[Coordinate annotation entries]
------------------------------------------------
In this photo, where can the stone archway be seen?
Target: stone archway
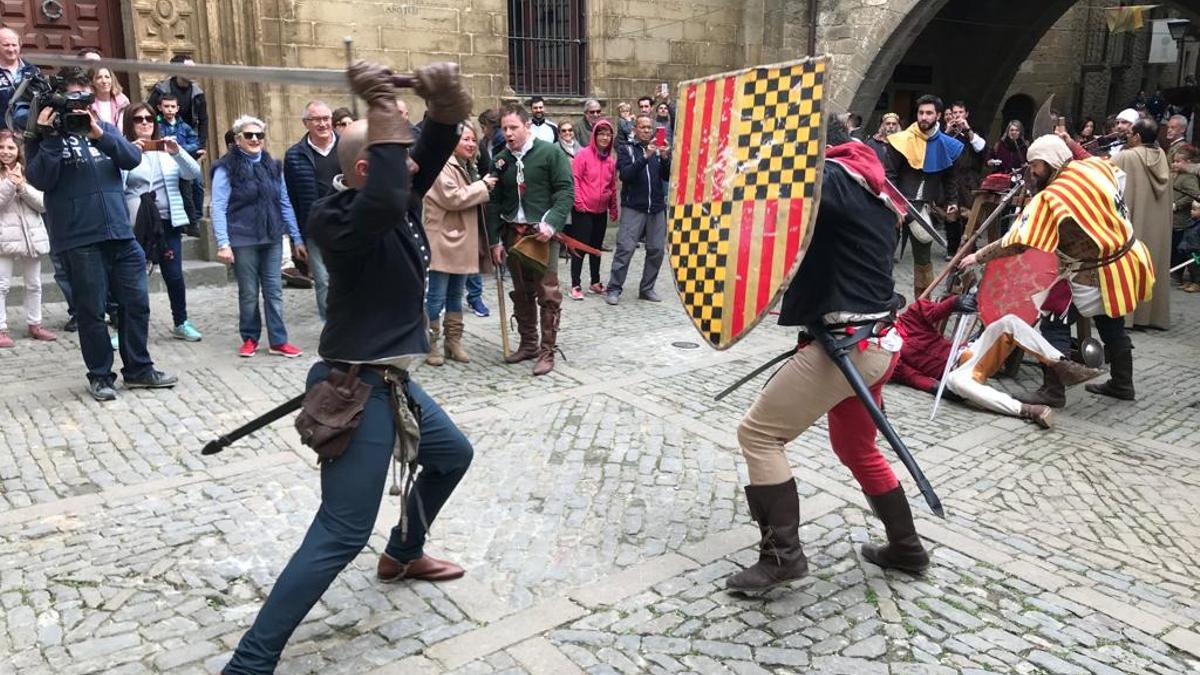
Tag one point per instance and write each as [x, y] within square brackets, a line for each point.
[1019, 107]
[979, 48]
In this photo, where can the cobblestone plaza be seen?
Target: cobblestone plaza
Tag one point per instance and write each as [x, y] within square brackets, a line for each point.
[600, 517]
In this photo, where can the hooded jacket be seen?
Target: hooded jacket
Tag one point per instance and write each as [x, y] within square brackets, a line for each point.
[642, 178]
[595, 177]
[83, 186]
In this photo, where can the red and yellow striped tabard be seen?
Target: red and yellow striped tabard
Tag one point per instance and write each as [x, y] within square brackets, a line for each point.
[1087, 192]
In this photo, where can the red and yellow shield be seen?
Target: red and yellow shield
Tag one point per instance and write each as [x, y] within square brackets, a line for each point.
[748, 157]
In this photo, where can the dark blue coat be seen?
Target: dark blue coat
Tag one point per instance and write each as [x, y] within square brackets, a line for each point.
[641, 179]
[84, 191]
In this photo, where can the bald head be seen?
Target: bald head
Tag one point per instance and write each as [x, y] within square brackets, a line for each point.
[10, 48]
[351, 148]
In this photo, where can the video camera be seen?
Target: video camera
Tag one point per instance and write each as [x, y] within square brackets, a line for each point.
[40, 91]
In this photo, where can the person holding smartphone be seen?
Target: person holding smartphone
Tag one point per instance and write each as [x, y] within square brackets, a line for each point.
[165, 165]
[645, 167]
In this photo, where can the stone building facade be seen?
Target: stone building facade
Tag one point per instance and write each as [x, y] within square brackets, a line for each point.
[883, 51]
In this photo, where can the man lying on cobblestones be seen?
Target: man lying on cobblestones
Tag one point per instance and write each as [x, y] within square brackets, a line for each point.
[1078, 213]
[845, 284]
[376, 327]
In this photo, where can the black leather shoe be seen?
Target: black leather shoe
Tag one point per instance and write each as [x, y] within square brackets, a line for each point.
[156, 380]
[101, 390]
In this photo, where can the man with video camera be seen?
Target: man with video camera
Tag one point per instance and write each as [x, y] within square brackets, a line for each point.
[77, 161]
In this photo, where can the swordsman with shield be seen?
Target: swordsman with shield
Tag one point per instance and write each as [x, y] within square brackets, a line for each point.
[1079, 214]
[844, 286]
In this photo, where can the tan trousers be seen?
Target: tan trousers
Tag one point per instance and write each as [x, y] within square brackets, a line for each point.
[807, 387]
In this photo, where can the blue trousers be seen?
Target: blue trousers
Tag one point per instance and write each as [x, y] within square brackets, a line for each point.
[258, 268]
[351, 489]
[474, 287]
[115, 268]
[444, 293]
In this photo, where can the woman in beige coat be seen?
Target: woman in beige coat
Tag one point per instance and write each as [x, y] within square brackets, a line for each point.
[454, 225]
[23, 239]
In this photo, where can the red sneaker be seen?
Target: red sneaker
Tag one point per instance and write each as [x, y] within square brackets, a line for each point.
[247, 348]
[286, 350]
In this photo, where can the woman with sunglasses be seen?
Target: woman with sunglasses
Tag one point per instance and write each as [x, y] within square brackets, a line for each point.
[251, 211]
[163, 165]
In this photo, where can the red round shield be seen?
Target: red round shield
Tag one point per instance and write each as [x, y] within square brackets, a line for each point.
[1009, 284]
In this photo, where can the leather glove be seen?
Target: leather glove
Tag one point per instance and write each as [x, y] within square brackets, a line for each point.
[372, 82]
[966, 303]
[445, 97]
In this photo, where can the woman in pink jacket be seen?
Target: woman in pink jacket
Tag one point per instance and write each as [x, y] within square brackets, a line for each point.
[595, 202]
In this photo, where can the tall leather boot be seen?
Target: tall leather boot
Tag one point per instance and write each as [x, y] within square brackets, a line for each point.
[777, 509]
[904, 549]
[1051, 393]
[525, 309]
[1120, 384]
[550, 317]
[454, 350]
[922, 276]
[435, 356]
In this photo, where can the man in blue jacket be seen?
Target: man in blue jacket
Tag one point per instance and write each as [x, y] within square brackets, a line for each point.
[90, 227]
[309, 171]
[643, 168]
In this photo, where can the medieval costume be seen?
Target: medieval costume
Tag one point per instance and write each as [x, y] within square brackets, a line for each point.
[922, 167]
[1147, 196]
[1104, 270]
[844, 286]
[535, 186]
[927, 351]
[377, 258]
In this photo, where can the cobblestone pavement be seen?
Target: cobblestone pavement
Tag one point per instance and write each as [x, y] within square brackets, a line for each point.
[599, 520]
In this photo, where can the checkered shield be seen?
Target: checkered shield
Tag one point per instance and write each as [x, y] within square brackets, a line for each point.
[748, 157]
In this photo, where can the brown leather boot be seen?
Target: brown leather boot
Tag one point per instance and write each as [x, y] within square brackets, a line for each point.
[550, 317]
[525, 309]
[1120, 384]
[922, 276]
[1071, 372]
[425, 568]
[1051, 393]
[435, 356]
[454, 351]
[777, 509]
[904, 549]
[1042, 416]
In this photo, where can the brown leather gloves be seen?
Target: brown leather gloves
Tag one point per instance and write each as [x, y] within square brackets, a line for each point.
[373, 83]
[445, 97]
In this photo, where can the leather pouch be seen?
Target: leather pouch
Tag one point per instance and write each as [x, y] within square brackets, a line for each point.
[331, 412]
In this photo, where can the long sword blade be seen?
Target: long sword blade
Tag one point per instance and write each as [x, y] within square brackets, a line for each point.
[955, 350]
[195, 71]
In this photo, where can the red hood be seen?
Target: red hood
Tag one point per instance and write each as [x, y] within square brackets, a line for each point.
[861, 161]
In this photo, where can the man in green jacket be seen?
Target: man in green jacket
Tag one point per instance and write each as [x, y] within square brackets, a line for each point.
[533, 198]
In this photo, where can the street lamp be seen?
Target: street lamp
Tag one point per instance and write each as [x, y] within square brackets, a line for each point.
[1179, 30]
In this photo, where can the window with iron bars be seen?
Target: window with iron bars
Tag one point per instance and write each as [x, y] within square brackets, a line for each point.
[547, 47]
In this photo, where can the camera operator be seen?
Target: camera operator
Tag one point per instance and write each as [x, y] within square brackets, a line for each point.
[13, 70]
[76, 160]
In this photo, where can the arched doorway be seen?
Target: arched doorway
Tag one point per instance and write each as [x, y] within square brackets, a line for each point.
[1019, 107]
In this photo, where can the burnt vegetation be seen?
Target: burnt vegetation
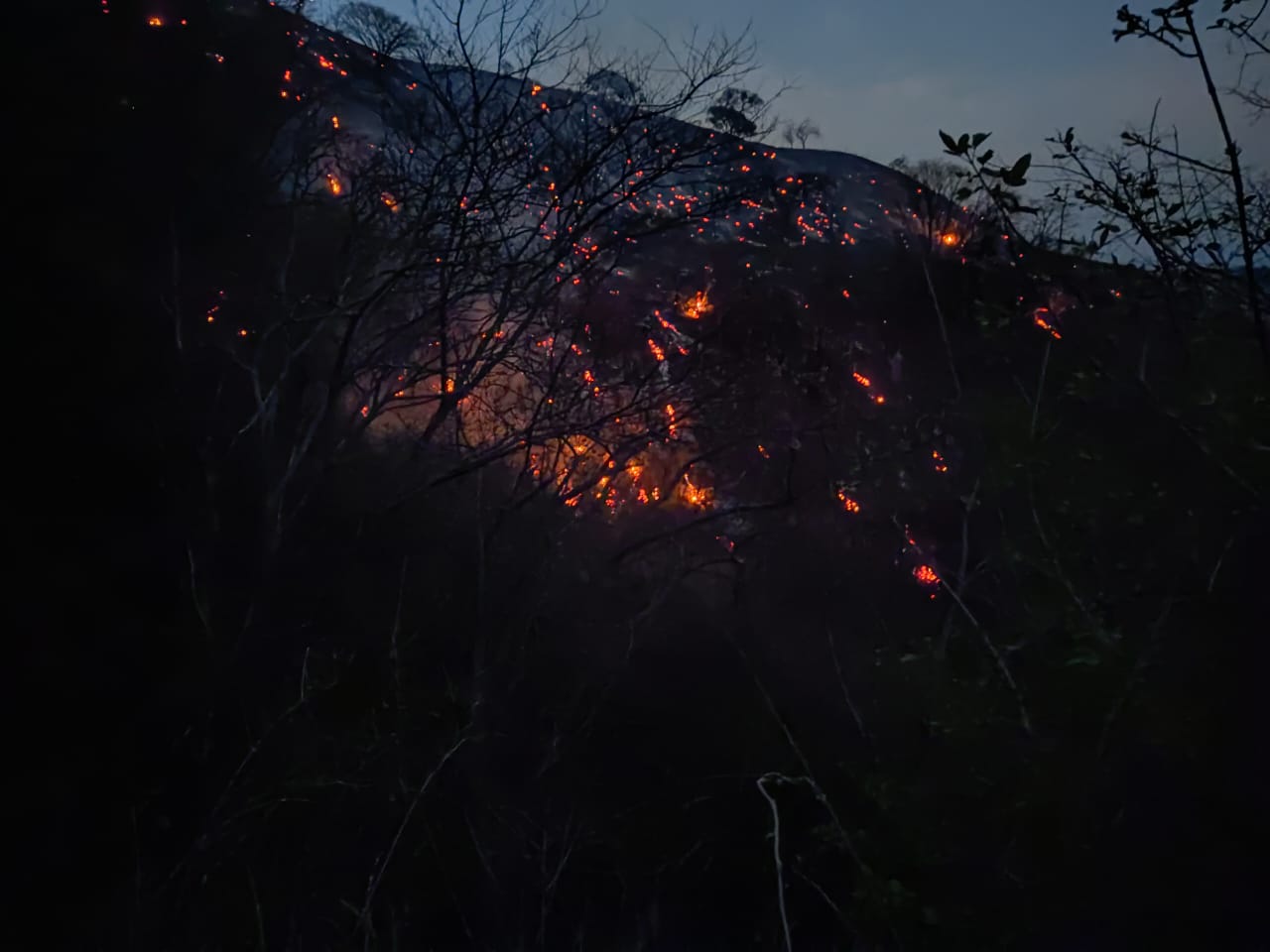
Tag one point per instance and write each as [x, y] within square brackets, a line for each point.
[529, 513]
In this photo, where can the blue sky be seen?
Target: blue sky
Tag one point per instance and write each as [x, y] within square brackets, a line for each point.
[881, 76]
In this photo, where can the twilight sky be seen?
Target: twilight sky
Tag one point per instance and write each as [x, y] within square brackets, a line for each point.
[880, 76]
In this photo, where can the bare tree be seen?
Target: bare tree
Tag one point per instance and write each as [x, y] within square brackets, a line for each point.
[934, 211]
[381, 31]
[1175, 28]
[804, 131]
[466, 248]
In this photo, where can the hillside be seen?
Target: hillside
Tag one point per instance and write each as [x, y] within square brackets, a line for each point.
[513, 516]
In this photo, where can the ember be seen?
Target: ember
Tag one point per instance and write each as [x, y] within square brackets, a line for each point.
[926, 575]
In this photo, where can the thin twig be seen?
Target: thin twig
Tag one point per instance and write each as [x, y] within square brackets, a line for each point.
[776, 856]
[363, 916]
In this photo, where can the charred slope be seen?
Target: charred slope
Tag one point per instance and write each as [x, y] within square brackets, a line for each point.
[1055, 746]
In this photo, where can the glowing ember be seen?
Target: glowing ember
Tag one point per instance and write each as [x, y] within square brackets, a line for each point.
[695, 495]
[926, 575]
[697, 306]
[1040, 321]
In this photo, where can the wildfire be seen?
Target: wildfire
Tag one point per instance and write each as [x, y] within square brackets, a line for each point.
[697, 306]
[695, 495]
[926, 575]
[1043, 322]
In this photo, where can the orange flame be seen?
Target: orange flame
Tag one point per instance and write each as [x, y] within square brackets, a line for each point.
[926, 575]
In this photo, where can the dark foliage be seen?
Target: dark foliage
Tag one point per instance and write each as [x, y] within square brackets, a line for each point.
[456, 726]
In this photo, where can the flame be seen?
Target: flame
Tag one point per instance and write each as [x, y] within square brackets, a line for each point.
[695, 495]
[926, 575]
[1040, 321]
[697, 306]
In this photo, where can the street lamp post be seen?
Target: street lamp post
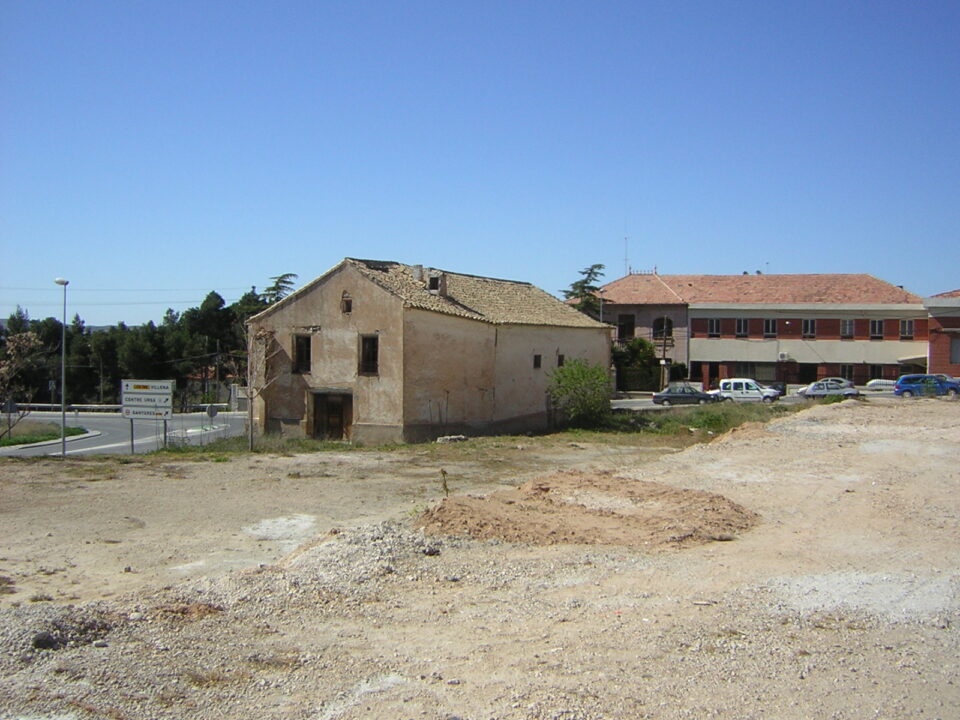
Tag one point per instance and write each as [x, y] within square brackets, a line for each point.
[63, 371]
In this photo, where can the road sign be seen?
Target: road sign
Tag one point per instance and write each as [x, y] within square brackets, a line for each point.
[145, 399]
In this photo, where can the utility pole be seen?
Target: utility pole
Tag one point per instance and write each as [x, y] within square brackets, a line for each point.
[664, 375]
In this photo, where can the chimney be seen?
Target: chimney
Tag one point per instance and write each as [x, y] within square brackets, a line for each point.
[437, 284]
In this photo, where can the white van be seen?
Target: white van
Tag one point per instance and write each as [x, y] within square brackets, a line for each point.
[745, 390]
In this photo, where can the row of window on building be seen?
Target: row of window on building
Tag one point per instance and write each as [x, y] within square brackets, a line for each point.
[808, 328]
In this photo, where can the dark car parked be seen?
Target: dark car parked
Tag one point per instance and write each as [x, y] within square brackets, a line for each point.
[683, 395]
[925, 386]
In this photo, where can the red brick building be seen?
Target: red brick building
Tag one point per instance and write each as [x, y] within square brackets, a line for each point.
[944, 346]
[775, 328]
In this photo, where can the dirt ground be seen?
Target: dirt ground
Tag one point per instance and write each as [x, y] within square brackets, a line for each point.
[807, 568]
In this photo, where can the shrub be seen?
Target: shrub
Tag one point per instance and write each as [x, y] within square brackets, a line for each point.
[580, 394]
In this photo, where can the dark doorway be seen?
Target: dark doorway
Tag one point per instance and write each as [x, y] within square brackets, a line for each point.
[332, 416]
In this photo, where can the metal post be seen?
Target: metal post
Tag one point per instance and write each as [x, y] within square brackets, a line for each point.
[63, 371]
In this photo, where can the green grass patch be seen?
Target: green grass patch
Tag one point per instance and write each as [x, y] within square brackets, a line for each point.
[667, 428]
[717, 418]
[220, 449]
[27, 432]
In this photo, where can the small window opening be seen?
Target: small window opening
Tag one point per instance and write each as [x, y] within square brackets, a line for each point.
[369, 355]
[301, 353]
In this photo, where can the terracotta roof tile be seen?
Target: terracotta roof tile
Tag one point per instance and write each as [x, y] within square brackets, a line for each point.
[757, 289]
[501, 302]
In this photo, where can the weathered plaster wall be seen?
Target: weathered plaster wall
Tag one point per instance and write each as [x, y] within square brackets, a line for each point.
[521, 388]
[335, 355]
[449, 381]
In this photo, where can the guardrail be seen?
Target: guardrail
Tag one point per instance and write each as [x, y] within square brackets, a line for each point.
[55, 407]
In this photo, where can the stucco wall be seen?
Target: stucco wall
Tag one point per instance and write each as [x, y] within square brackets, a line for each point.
[335, 347]
[449, 377]
[520, 387]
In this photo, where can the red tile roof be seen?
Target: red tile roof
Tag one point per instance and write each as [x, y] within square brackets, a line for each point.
[755, 289]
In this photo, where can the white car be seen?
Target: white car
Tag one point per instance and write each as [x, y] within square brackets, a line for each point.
[822, 389]
[745, 390]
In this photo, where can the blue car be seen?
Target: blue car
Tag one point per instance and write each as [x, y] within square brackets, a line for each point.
[925, 386]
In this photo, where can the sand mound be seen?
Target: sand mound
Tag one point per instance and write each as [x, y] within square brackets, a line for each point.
[592, 509]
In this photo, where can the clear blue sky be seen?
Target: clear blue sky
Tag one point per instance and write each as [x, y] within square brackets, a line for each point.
[153, 151]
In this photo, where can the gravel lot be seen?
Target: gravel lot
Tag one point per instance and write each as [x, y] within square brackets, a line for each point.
[301, 587]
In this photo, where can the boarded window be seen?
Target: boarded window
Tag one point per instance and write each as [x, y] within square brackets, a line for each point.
[369, 355]
[663, 327]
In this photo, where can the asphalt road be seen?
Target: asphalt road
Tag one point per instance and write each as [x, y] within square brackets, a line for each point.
[110, 433]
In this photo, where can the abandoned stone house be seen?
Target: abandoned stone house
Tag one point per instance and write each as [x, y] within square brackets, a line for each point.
[378, 352]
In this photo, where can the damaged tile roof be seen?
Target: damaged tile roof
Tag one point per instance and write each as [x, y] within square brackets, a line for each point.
[949, 294]
[501, 302]
[836, 289]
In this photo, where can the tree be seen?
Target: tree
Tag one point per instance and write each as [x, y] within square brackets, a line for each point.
------------------------------------------------
Task goal
Rewrite the records from the line containing "In this photo, where can the damaged" through the end of the records, inclusive, switching "tile roof" to "slate roof" and leaving everything else unchanged.

Response
In this photo, where can the damaged slate roof be seen?
Target: damaged slate roof
Tag one point per instance and write each as [x, y] within square brackets, a line for each point.
[949, 294]
[501, 302]
[836, 289]
In this photo, where can the tree be seen?
Target: tree
Tag one point per instance and write each as [x, y] within square brackets, a line for each point.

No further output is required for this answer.